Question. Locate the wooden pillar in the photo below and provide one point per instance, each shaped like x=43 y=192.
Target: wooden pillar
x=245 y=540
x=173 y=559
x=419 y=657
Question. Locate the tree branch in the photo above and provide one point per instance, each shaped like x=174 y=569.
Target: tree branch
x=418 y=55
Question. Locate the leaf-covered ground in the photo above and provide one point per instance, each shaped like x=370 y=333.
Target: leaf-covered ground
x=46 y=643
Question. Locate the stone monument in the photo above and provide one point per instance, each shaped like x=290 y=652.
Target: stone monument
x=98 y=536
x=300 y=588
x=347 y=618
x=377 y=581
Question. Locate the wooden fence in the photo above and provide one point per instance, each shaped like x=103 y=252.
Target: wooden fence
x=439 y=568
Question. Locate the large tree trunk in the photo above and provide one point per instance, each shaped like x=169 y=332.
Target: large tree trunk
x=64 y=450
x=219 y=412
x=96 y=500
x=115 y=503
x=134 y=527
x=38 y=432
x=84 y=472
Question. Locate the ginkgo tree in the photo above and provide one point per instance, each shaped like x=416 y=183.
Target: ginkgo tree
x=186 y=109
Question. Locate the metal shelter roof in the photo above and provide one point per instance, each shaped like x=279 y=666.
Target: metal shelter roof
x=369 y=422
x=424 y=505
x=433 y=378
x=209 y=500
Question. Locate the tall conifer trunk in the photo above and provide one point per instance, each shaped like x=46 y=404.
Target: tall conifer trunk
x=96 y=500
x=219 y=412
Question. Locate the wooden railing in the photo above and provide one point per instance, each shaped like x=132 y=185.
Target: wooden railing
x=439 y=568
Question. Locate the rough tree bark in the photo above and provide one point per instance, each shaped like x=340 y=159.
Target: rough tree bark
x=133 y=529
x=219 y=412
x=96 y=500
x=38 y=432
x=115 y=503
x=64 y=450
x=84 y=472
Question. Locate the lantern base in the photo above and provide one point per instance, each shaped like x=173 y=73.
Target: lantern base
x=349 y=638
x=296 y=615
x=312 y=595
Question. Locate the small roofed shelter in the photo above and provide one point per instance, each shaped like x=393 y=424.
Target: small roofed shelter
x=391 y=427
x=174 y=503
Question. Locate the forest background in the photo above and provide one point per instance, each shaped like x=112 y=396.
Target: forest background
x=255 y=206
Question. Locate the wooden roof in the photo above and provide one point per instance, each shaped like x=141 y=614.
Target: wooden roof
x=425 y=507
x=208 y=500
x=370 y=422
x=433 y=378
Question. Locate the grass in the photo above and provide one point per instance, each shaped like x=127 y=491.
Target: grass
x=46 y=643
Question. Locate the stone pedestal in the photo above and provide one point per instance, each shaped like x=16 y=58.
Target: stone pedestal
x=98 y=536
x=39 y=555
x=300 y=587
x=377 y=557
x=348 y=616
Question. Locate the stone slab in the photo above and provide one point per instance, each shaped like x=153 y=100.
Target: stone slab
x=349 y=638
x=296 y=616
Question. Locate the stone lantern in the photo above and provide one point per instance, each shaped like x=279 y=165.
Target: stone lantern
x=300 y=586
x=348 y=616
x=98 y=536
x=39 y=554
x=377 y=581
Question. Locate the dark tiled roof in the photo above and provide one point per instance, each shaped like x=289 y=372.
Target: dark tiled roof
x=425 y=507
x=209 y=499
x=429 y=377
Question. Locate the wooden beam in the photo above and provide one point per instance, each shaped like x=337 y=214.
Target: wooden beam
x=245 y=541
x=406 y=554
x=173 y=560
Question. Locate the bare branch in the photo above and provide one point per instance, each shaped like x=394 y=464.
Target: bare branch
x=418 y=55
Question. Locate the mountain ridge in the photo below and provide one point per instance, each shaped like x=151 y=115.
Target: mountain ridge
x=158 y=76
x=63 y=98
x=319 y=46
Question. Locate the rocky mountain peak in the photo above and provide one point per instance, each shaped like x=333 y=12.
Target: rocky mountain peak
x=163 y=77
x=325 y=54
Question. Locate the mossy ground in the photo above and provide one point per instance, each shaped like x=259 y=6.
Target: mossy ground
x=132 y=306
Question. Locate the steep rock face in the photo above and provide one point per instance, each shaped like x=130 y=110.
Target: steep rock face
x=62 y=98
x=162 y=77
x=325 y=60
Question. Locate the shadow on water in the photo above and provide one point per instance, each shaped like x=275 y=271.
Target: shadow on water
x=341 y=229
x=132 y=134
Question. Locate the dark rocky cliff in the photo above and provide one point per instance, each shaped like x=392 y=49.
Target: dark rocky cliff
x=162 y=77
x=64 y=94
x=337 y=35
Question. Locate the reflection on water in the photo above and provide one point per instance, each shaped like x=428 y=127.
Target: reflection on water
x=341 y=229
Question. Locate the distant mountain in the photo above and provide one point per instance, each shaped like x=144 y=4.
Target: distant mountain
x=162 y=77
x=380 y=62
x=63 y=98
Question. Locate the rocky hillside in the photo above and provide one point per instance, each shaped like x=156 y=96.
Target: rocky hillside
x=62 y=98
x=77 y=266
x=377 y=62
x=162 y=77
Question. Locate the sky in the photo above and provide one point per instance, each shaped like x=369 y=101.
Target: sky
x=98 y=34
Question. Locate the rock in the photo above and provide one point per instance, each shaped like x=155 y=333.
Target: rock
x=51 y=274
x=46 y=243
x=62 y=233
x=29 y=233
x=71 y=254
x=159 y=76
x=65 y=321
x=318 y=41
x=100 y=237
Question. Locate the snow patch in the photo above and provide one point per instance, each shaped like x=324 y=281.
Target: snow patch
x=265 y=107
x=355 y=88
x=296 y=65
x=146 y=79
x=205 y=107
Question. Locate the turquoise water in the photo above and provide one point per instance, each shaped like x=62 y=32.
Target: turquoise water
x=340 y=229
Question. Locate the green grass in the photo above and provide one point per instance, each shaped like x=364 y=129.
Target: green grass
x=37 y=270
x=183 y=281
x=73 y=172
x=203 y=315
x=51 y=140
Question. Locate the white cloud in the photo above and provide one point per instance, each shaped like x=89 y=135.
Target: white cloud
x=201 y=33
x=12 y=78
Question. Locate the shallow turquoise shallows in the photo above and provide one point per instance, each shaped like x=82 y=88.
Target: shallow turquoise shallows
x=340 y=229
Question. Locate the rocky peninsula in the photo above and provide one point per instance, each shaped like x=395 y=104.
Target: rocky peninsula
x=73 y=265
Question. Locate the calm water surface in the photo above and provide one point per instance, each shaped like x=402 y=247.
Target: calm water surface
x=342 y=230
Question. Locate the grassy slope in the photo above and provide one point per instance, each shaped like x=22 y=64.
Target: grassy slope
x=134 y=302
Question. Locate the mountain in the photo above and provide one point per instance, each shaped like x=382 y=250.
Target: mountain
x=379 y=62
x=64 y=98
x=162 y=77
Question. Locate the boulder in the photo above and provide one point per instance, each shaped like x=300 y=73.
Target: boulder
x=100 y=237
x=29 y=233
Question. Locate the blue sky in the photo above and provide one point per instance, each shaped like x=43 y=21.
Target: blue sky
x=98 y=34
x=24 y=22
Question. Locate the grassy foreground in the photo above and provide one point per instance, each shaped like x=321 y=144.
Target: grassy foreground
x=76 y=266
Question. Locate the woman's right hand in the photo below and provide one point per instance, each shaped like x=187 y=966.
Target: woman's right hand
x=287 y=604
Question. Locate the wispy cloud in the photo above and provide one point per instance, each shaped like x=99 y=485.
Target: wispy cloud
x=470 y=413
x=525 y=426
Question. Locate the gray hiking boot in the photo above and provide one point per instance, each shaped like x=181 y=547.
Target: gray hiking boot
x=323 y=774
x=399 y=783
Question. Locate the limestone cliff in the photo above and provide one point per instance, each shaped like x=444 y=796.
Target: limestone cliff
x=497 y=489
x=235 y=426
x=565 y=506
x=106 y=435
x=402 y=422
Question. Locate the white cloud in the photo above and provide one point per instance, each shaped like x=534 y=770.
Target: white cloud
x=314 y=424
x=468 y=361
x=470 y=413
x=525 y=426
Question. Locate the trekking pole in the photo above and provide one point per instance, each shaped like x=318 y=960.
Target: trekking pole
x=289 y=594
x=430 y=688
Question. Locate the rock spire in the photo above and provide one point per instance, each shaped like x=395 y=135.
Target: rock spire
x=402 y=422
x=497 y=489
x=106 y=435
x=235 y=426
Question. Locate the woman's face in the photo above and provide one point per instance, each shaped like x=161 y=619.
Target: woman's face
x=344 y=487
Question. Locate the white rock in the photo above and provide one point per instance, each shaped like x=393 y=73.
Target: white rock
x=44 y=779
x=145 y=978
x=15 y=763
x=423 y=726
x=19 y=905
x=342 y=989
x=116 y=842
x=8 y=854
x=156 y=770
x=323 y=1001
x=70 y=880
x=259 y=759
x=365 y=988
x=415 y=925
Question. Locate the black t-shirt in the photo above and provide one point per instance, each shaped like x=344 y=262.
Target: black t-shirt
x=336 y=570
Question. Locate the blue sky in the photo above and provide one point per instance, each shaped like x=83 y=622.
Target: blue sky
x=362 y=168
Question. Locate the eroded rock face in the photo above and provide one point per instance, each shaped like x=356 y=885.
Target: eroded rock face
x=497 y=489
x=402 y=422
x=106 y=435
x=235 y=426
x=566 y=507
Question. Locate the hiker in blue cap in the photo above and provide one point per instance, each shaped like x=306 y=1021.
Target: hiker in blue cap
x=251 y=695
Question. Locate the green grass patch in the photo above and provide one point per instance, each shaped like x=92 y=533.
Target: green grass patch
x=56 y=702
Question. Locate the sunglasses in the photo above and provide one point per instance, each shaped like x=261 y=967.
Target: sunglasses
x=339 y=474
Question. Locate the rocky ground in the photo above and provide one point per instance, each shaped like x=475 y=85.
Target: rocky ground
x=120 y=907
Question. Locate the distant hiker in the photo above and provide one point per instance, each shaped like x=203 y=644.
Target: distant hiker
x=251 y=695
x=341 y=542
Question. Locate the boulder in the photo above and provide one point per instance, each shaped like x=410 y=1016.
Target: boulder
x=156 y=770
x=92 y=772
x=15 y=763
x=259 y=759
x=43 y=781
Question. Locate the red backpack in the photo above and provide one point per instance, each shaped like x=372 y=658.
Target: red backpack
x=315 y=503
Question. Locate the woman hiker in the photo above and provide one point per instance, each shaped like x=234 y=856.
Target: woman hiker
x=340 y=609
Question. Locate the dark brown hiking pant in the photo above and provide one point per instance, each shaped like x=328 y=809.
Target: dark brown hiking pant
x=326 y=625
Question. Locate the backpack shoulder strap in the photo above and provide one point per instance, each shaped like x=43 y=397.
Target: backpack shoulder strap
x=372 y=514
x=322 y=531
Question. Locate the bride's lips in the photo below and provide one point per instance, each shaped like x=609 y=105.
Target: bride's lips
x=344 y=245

------------------------

=== What you are asked to do ===
Quote, without any change, each line from the one that contains "Question. Locate the dark brown" through the end of the material.

=== Result of this task ===
Question. Locate the dark brown hiking pant in the photo above and provide one point per instance, each shaped like x=328 y=809.
Target: dark brown hiking pant
x=326 y=625
Question. Locate the backpack shoulder strap in the photo above and provide one point per instance, each shaped like x=43 y=397.
Target: backpack shoulder strap
x=372 y=514
x=322 y=531
Question. Locate the bride's lips in the photo below and provide one point per instance, each shaped like x=609 y=105.
Target: bride's lips
x=344 y=245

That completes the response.